> _REQUIRED WORK_
Pick up the article on the ReMapping ceramics exhibit at Sheehan Gallery and keep writing it from its final sentence onward.

> _EXCERPT PROVIDED_
Sheehan Gallery’s second installment of the year, a contemporary and nontraditional exhibit titled “ReMapping: Expanding Landscape of Ceramics”, kicked off on Friday, Oct. 15 with a talk by contributing artist Casey McDonough. Incorporating non-traditional methods, materials, and inspiration, McDonough and other artists are bringing a new wave of ceramics to Whitman College.
Ceramics, according to curator and visiting professor of art Joe Page, is changing rapidly. ReMapping reflects those changes.
“The boundaries between different practices are being broken down,” Page said.
Exhibits at ReMapping incorporate electronics, new materials and viewer participation to create a novel gallery experience.
“It’s a survey of what’s being done in modern ceramics,” said Page. “These artists challenge the conventions and perceived limitations.”

> _SUPPLIED RECORDS_
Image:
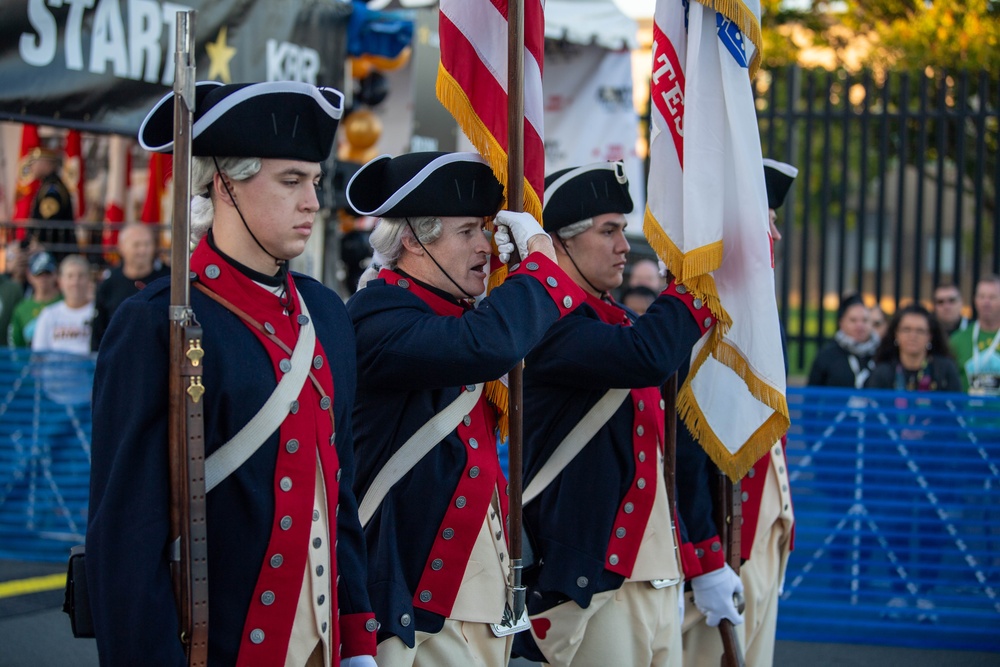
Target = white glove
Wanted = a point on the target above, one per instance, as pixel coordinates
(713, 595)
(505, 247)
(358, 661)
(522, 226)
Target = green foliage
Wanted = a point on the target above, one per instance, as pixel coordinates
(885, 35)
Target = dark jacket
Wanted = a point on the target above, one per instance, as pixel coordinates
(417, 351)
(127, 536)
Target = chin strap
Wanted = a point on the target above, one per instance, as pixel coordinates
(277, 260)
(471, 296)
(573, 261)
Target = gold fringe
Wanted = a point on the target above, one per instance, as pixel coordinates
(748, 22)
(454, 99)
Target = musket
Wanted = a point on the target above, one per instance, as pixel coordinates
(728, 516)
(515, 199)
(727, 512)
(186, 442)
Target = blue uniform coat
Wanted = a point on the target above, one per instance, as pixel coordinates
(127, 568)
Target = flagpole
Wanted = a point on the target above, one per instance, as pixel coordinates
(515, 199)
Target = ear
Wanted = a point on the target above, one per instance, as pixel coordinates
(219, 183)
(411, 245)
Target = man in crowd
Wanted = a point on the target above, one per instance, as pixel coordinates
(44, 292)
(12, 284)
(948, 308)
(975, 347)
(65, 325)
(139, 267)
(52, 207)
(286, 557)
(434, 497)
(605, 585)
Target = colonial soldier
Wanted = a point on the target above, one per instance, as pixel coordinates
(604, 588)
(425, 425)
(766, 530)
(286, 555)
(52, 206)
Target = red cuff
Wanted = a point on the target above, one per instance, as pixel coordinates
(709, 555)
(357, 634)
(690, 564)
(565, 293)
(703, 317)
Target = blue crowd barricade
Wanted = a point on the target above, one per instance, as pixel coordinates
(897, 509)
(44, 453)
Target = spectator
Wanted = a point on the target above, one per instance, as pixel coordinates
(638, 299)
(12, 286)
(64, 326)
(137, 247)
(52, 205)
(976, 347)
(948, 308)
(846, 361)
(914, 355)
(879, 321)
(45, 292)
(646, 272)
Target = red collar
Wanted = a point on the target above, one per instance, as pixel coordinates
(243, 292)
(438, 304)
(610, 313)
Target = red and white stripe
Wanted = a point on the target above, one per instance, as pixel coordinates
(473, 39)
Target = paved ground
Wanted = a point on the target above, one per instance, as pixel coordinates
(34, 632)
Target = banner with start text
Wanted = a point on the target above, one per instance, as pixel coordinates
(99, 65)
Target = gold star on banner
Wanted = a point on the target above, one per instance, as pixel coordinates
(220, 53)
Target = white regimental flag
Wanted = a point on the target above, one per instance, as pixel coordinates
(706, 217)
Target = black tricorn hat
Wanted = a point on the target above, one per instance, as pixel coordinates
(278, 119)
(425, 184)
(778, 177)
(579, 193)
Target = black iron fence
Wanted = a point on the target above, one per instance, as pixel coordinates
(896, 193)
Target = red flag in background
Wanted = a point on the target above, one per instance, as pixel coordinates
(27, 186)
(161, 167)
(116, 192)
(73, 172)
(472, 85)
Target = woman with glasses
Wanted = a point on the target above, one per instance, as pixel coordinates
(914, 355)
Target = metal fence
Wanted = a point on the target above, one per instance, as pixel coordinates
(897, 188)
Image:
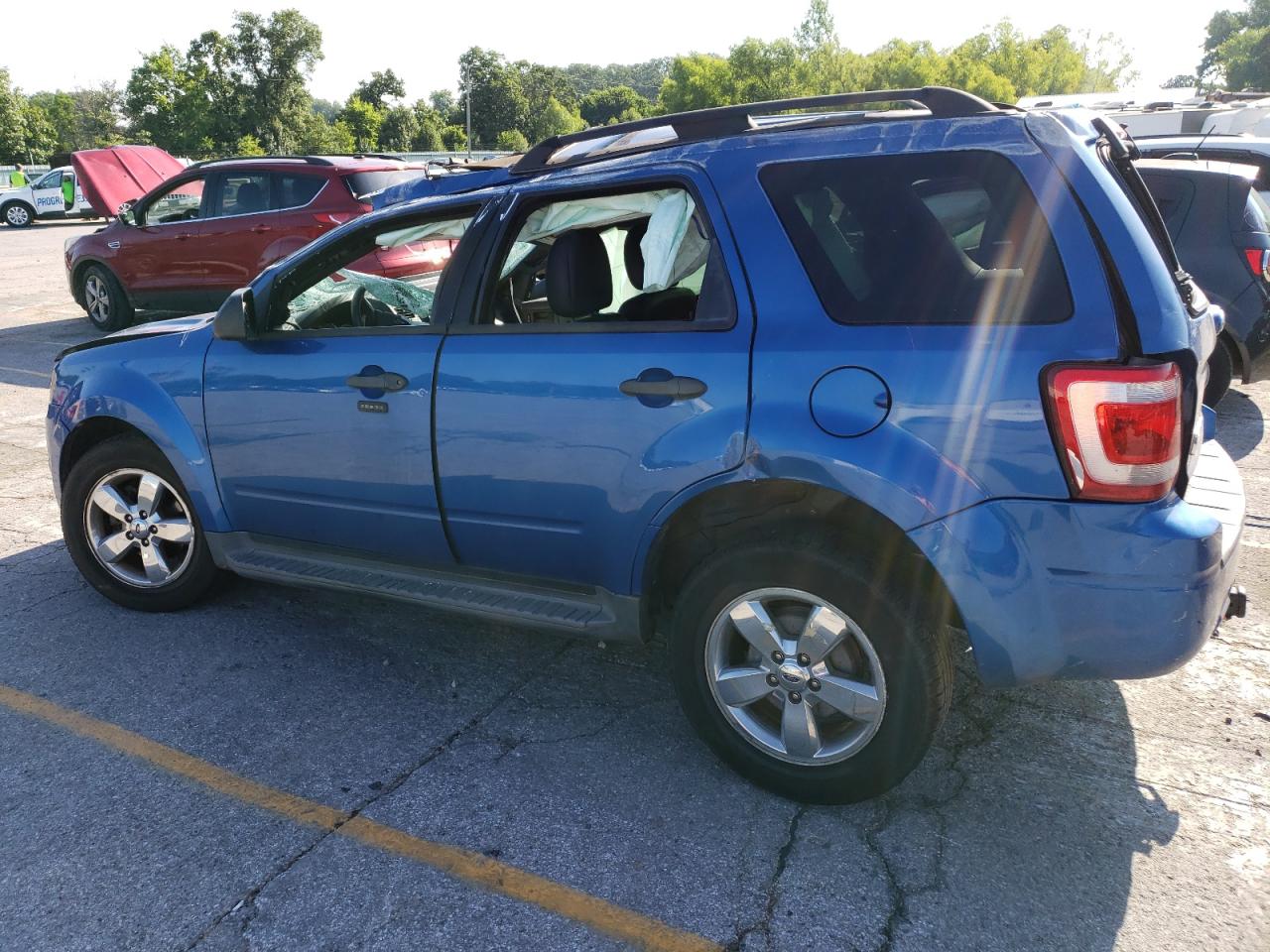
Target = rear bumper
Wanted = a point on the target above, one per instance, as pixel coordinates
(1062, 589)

--

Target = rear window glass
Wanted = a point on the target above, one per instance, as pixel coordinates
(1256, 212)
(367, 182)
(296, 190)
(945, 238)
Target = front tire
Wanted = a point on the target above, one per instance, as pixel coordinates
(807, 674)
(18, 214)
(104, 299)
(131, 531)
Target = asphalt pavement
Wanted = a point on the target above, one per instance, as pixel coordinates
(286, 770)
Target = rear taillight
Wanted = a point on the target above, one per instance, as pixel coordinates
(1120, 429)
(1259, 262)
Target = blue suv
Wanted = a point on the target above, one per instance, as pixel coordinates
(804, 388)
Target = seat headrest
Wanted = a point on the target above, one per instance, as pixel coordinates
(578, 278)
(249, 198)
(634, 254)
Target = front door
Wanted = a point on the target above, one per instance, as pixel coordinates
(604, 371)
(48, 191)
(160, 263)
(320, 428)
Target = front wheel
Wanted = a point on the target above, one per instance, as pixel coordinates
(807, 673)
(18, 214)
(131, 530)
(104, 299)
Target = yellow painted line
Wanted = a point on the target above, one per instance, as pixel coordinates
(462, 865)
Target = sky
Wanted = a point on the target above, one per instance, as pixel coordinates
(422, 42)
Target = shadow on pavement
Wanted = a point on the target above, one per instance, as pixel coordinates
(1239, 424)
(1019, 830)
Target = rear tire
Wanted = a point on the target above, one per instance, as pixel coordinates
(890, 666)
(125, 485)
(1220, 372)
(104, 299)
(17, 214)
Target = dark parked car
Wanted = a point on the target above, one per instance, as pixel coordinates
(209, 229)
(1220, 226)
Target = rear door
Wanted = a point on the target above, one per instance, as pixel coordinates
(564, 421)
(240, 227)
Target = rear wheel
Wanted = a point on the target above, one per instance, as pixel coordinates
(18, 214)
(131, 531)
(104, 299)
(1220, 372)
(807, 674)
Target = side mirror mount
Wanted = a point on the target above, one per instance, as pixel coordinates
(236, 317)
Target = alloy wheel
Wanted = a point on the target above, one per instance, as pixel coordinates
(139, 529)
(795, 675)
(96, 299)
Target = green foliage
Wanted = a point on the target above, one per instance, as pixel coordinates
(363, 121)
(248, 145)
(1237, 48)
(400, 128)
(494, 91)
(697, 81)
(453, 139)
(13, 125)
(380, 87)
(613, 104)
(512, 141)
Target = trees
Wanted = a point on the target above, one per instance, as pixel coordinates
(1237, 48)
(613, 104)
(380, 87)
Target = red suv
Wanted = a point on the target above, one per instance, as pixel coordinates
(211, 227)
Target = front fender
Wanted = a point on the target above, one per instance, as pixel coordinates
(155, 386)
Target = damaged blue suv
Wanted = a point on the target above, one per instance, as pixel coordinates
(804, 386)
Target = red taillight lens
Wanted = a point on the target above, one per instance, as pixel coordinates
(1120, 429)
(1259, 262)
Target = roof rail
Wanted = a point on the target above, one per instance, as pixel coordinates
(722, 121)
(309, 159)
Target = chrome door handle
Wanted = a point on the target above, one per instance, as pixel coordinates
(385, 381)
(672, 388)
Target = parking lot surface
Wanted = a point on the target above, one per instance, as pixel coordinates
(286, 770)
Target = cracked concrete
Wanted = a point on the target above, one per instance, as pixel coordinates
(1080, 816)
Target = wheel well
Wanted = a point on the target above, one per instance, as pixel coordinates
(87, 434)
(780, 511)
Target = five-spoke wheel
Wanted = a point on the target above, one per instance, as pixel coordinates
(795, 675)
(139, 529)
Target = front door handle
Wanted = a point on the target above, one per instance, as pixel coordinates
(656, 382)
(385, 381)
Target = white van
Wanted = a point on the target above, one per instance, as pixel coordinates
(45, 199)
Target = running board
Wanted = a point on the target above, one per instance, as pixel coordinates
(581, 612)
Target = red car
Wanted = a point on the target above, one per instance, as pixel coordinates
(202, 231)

--

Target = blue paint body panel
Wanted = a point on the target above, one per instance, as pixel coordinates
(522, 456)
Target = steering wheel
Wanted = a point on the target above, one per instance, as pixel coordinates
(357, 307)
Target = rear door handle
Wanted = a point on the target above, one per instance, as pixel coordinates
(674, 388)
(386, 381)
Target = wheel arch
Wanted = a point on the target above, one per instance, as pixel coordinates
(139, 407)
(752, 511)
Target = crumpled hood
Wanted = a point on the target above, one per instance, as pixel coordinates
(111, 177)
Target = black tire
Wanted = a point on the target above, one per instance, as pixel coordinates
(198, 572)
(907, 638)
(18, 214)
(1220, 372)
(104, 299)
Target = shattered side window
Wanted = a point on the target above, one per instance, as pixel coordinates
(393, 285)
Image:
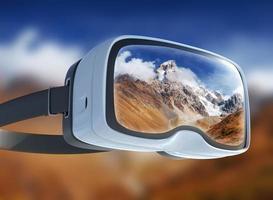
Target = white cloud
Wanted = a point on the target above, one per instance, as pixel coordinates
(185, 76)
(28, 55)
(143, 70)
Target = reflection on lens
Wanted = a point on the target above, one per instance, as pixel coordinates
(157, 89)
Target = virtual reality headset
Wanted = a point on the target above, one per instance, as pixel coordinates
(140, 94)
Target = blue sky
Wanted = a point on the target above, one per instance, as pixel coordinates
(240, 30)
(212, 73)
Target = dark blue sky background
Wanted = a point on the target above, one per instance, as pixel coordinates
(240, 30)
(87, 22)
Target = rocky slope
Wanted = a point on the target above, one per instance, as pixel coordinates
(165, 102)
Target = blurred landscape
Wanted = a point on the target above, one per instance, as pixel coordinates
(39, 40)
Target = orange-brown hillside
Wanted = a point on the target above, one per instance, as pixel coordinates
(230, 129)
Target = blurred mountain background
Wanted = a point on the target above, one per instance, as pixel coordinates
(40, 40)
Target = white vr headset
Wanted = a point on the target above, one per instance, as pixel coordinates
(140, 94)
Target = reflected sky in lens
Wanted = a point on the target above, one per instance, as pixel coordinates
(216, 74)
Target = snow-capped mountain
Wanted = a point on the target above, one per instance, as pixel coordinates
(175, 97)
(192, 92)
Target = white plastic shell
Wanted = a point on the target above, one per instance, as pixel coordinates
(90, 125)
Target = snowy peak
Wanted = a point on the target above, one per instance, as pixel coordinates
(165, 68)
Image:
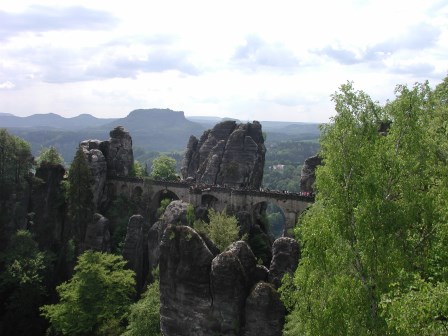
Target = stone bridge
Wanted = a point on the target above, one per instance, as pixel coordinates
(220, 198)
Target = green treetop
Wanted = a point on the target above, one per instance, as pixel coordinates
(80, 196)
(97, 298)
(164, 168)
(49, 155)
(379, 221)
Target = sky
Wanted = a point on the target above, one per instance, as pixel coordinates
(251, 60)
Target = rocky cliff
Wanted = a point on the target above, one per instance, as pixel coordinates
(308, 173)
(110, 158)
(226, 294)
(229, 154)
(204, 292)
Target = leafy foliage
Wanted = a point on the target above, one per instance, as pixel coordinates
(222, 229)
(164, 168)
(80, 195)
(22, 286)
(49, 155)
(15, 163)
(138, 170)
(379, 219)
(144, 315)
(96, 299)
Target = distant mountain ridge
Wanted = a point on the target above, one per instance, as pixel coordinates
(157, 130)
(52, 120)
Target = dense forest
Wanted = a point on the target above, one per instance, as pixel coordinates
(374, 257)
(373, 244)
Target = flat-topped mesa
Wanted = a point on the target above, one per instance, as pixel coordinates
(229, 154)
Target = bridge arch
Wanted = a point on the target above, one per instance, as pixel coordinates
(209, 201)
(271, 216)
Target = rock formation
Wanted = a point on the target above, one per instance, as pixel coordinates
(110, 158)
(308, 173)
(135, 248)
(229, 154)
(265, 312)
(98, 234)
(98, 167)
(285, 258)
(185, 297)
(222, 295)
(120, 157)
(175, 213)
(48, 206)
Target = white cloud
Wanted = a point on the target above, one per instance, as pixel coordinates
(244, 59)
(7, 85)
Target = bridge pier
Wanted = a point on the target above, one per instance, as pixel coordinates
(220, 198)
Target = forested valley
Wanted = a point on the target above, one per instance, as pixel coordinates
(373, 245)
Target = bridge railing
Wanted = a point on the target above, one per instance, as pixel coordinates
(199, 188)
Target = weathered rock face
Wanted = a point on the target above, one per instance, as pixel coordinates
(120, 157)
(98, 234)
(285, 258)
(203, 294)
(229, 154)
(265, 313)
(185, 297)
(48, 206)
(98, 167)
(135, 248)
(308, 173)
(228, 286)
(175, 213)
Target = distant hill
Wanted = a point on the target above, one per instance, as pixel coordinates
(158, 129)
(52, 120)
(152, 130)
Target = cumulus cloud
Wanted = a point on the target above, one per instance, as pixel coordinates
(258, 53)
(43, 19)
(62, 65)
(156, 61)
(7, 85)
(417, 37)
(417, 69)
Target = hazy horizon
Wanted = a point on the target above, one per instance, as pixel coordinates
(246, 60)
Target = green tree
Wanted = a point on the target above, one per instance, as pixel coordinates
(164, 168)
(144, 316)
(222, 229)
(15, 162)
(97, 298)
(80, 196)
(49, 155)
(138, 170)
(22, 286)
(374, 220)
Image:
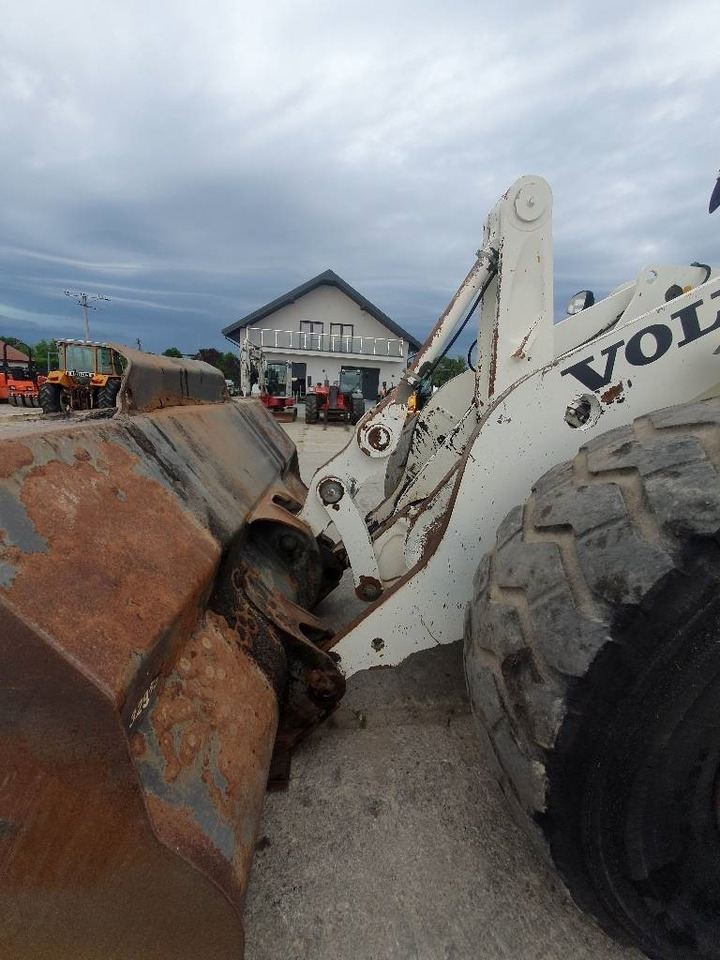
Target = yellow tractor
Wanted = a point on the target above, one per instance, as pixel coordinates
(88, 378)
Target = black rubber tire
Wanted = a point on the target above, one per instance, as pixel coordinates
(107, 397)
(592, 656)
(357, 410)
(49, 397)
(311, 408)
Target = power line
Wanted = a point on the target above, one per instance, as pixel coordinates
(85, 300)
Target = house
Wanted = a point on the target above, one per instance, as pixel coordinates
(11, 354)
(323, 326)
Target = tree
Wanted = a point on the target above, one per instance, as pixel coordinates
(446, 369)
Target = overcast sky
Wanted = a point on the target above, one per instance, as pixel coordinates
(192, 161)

> _RESPONSE_
Page met McDonough on Artaxis.org. McDonough contacted Page, asking him to do a show at Cedar Crest College in Pennsylvania. The two met in person at a ceramics convention in Phoenix, AZ, and Page flew out to Pennsylvania to do the show. Both shared an interest in nontraditional ceramics. McDonough, as well as six other artists, have come to Whitman to help put together ReMapping.
During his talk, McDonough whisked the audience through the bullet points of his background: his approach to ceramics, his past, his inspiration and his technique.
“I look at my own studio practice as a method of sorting through what I’ve been told is the truth,” McDonough explained. In order to create, he juxtaposes science and art.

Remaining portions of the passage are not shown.